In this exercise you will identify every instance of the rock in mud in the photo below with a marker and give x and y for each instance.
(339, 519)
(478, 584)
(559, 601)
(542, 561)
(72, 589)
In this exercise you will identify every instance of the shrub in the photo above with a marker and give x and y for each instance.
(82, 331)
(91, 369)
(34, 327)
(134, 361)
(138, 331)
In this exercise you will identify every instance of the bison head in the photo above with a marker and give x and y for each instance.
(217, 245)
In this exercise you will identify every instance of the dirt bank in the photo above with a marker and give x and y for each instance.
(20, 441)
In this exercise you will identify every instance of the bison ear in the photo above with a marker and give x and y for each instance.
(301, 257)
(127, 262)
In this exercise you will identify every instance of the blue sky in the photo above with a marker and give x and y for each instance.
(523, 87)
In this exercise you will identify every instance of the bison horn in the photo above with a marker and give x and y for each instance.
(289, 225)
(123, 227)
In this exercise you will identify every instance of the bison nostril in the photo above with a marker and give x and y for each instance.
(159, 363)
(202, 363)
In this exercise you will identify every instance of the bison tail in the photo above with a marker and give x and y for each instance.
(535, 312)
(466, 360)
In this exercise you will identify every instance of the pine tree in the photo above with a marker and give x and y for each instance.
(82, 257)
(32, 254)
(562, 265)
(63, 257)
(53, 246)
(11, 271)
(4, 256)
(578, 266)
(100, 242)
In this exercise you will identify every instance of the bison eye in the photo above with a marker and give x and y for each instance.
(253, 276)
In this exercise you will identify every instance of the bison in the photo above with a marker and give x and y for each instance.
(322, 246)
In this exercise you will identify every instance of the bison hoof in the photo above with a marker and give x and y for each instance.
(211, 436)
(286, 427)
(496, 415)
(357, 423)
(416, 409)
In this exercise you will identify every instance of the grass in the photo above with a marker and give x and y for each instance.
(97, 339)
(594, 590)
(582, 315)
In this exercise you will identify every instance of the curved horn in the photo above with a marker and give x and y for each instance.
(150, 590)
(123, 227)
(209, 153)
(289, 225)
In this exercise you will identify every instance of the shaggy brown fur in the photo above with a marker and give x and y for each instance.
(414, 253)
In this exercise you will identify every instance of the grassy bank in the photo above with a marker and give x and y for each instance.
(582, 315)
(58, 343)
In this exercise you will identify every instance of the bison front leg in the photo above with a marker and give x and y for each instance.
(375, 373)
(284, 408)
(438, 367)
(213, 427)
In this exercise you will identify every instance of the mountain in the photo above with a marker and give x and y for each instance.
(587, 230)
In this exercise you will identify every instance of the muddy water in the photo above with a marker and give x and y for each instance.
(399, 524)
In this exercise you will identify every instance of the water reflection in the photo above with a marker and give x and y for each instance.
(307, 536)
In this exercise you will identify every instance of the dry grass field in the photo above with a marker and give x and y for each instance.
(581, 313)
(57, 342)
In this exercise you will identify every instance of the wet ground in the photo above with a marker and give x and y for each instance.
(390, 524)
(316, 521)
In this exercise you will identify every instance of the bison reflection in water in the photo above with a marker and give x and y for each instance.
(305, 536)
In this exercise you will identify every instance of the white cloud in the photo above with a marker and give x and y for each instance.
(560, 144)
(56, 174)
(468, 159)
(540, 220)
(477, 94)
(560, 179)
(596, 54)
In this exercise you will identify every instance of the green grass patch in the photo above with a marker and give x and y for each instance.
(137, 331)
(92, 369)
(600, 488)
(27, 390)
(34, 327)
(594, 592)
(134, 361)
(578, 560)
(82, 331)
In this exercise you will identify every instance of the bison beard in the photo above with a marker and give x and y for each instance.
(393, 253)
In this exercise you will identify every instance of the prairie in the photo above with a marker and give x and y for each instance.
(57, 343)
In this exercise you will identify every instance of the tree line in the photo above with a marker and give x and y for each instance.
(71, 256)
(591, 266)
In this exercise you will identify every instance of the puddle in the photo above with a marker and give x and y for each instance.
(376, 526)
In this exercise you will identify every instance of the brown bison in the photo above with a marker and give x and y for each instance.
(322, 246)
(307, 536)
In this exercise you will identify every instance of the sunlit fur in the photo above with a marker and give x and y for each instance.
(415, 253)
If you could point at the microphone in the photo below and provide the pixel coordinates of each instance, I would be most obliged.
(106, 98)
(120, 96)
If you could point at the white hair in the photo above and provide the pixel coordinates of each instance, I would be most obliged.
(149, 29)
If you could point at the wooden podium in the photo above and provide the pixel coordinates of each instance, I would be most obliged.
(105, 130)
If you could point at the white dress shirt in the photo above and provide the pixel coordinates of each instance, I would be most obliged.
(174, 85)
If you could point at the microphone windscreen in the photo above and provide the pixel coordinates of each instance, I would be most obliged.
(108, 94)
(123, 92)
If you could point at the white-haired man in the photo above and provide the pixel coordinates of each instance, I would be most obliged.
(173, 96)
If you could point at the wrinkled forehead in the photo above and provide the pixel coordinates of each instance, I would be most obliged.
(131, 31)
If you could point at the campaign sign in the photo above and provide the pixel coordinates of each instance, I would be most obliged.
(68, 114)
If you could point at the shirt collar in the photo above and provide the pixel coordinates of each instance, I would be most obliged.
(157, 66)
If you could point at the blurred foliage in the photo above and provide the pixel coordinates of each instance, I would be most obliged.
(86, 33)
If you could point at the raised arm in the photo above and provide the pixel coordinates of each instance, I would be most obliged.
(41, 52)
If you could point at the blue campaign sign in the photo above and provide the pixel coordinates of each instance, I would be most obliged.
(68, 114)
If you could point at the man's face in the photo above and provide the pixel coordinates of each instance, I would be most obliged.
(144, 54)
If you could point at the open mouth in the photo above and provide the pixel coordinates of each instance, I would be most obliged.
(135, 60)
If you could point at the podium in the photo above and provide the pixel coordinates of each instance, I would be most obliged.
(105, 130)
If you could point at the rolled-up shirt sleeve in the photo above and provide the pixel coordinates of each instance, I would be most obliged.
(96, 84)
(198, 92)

= = = =

**Directions:**
Each record, from first to last, should be returned verbatim.

**Response to the task:**
In this exercise you will identify every instance of the rock in mud in the photo below with a marker and give x and y for each instance.
(339, 519)
(478, 584)
(559, 601)
(542, 561)
(72, 589)
In this exercise you will identify every instance of the shrub in the photo above with a marker and give x and y for each instance.
(82, 331)
(91, 369)
(34, 327)
(134, 361)
(138, 331)
In this exercise you will identify every instance of the bison head in the photo above with a marker and give x and y for each instance.
(217, 245)
In this exercise you will identify every instance of the dirt bank in the photo above with a marker and give x and y for each instance.
(20, 441)
In this exercise you will identify every instance of the bison ear in the photo above with a marker and give x and y for each instance.
(301, 257)
(127, 262)
In this exercise you will identify every instance of the blue sky in the photo above with a marker and give x and y for each instance.
(523, 87)
In this exercise you will identify every instance of the bison horn in the photo above with a marker and give x and y for each instance.
(289, 225)
(123, 227)
In this exercise you will identify every instance of the bison nostril in the photo above with a marker and give x and y for each instance.
(159, 363)
(202, 363)
In this exercise you will identify every instance of the bison tail in the photo above with a marker and give x and y for each instance.
(535, 312)
(466, 360)
In this exercise you will identify every instance of the pine tree in the photo above with a marker and give x and y for each instance.
(82, 257)
(32, 254)
(562, 265)
(63, 257)
(53, 246)
(11, 271)
(4, 256)
(578, 266)
(100, 242)
In this exercise you will identify every instance of the bison eye in the photo above with a marker and give x and y for each instance.
(253, 276)
In this exercise you will identify every instance of the bison in the photo above with a marker and give x and y for each instance.
(322, 246)
In this exercise you will identify every instance of the bison hoof in the photo above with a marker and give x and y for each instance.
(211, 436)
(286, 427)
(496, 415)
(357, 423)
(416, 409)
In this exercise you will identify every instance of the grass in the photo above with a marker and give x and y for each instance.
(97, 339)
(594, 590)
(582, 315)
In this exercise you will identify every instance of the curved horn in the photo above with a marker and give x and y for each instance.
(150, 590)
(123, 227)
(209, 153)
(289, 225)
In this exercise you will identify every instance of the shaggy brown fur in the photo above with a marker and give x and y for each instance.
(414, 253)
In this exercise you will identify every instance of the grassy bank in the photo above with a marker and give x and y for each instance.
(582, 315)
(58, 343)
In this exercise you will identify every instance of the bison front leg in the photo above with a marker and give x and y for each instance.
(375, 373)
(284, 408)
(438, 367)
(213, 427)
In this exercise you will identify every instance of the mountain in the photo above with a marker and give x and y for each instance.
(587, 230)
In this exercise you will identify every instance of the muddy water in the photo above with a marker and give x and y for each instance.
(399, 524)
In this exercise you will identify every instance of the water reflection in the photo above with a marker and give x and y for each instance.
(307, 536)
In this exercise you will identify every instance of the dry grass field in the photo above with a marker and give x and y for each instance.
(581, 313)
(57, 342)
In this exercise you will identify every instance of the wet ground in the photo above with a marker and give x and y for each instance.
(390, 524)
(316, 521)
In this exercise you will identify every instance of the bison reflection in water in the photo above with a marker and give x and y for each instance.
(305, 536)
In this exercise you will identify every instance of the white cloud in the photo above with a marker and give x and y for each instance.
(560, 144)
(56, 174)
(468, 159)
(540, 220)
(477, 94)
(560, 179)
(596, 54)
In this exercise you will identify every instance of the green grass patch in the photo above with a marker and give x and y for each instance.
(137, 331)
(92, 369)
(600, 488)
(27, 390)
(34, 327)
(594, 592)
(134, 361)
(578, 560)
(82, 331)
In this exercise you will identify every instance of the bison beard in the photo above with a marker and give x and y for each instance.
(393, 253)
In this exercise you will identify every instance of the prairie in the photo above with a marker and give x and y for each instance.
(57, 343)
In this exercise you will identify every instance of the tree line in the photo above with a marker and give x and y for each instance.
(71, 256)
(591, 266)
In this exercise you will identify every instance of the puddle in the photo above with a marker and give x and y for each instance.
(376, 526)
In this exercise you will identify every instance of the brown bison in the photo above with a marker and give x and y for each instance.
(322, 246)
(307, 536)
In this exercise you will identify every instance of the sunlit fur in the photo above with a marker and give x and y for each instance.
(415, 253)
If you could point at the microphone in the photo below and provide the pixel coordinates of each instance, I would be most obliged.
(106, 98)
(120, 96)
If you could point at the white hair in the photo above and provide the pixel coordinates of each instance, I would be most obliged.
(149, 29)
If you could point at the wooden podium in the photo above and provide the pixel coordinates of each instance, I would be most obliged.
(105, 130)
If you could point at the white dress shirt in the photo above and provide the pixel coordinates of each instance, I would be most obliged.
(174, 85)
If you could point at the microphone windscreen in the photo above and provide the pixel coordinates of each instance, I would be most obliged.
(108, 94)
(123, 92)
If you could point at the white-haired man in the photo above and provide the pixel coordinates of each instance, I would be most obliged.
(173, 96)
If you could point at the wrinkled forehead in the photo above and provide the pixel coordinates of each instance, I would be most obliged.
(131, 31)
If you could point at the campaign sign in the photo above and provide the pixel coordinates of each instance, I would be most obliged.
(68, 114)
If you could point at the shirt collar in the photo above and provide the pixel coordinates of each instance, I would be most obliged.
(157, 66)
If you could point at the blurred foliage in the photo above and provide the pixel coordinates of each instance, I would be most obliged.
(86, 33)
If you could point at the raised arm in the photo above and provide the pixel coordinates of each instance, I would be most obliged.
(41, 52)
If you could point at the blue campaign sign in the photo above and provide the pixel coordinates of each instance, I would be most obliged.
(68, 114)
If you could point at the man's face in the photo above and provide the pixel coordinates of each instance, I would be most obliged.
(144, 54)
If you could point at the open mouth in the photo above and provide the pixel coordinates of each instance, I would be most obliged.
(135, 60)
If you could point at the podium in the photo above and provide the pixel coordinates of each instance, I would be most obliged.
(105, 130)
If you could point at the rolled-up shirt sleeve in the photo above and provide the pixel coordinates of each instance, I would be most obliged.
(96, 84)
(198, 92)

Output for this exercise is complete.